● Énoncé du problème
Condensez en liste le paragraphe du texte source qui débute par « Dans la tradition hindouiste ». Gardez-en les faits principaux.

● Texte source
···

Dans la tradition hindouiste – qui a une parenté avec la tradition bouddhiste – la souffrance fait partie du karma et peut être causée par des actions inappropriées dans cette vie ou dans les autres. Cette tradition religieuse prône, tout comme le boud­dhisme, l’acceptation dynamique de la souffrance. Elle ne propose pas le contrôle et l’annihilation de la souffrance comme telle, mais plutôt de composer avec elle. Dans le mode de gestion de cette souffrance, il est proposé de mettre en place des stratégies d’adaptation. Au niveau des maladies chroniques, par exemple, on invite les croyants à vivre de la meilleure façon possible avec leur souffrance sans se centrer sur elle. Elle ne serait là que pour permettre à l’individu de cheminer et de faire des progrès.

···

● Données étudiées
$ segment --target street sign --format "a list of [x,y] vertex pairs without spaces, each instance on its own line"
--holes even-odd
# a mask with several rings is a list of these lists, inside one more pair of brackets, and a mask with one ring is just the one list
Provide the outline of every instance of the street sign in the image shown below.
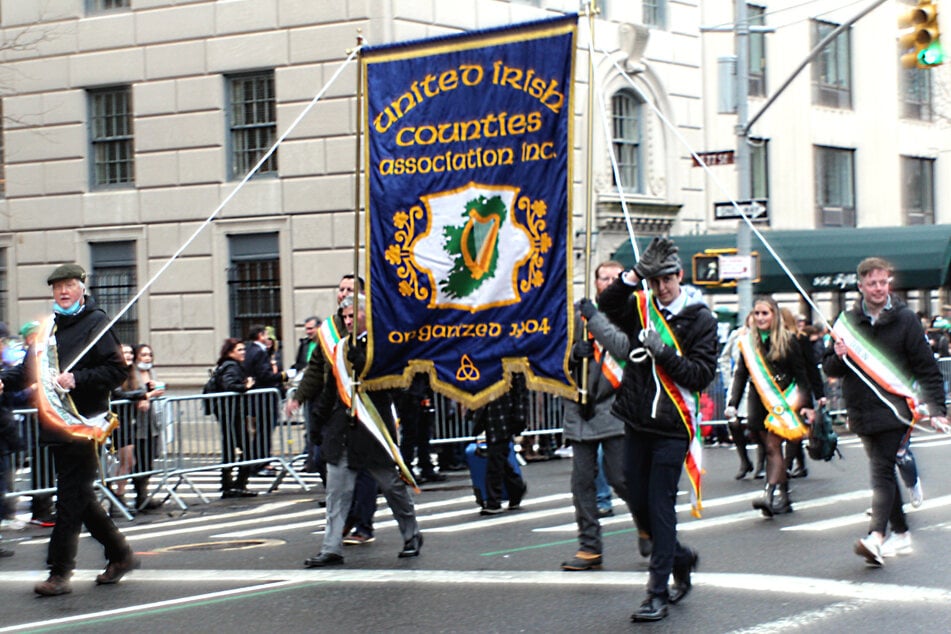
[[[739,211],[737,210],[739,207]],[[769,208],[765,198],[755,200],[738,200],[736,207],[732,202],[713,203],[713,217],[715,220],[740,220],[741,212],[753,222],[769,222]]]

···

● Solution rédigée
- Dans la tradition hindouiste, apparentée au bouddhisme, la souffrance fait partie du karma. Elle peut découler d'actions inappropriées dans cette vie ou dans d'autres.
- Comme le bouddhisme, cette tradition prône une acceptation dynamique de la souffrance.
- Elle ne vise pas à contrôler ni à annihiler la souffrance. Elle cherche à composer avec elle au moyen de stratégies d'adaptation.
- Pour les maladies chroniques, les croyants sont invités à vivre au mieux avec leur souffrance sans se centrer sur elle.
- La souffrance ne serait là que pour permettre à l'individu de cheminer et de progresser.